**EXERCISE DETAILS:** Can you format the data below as a Markdown table with two columns, Row and Line, giving each nonblank line its own numbered row and leaving out blank lines?

— START OF EXERCISE MATERIAL —

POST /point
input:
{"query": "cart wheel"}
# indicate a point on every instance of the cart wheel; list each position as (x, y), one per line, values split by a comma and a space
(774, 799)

— END OF EXERCISE MATERIAL —

**EXERCISE ANSWER:**
| Row | Line |
|---|---|
| 1 | POST /point |
| 2 | input: |
| 3 | {"query": "cart wheel"} |
| 4 | # indicate a point on every instance of the cart wheel; list each position as (x, y), one per line, values split by a comma and a space |
| 5 | (774, 799) |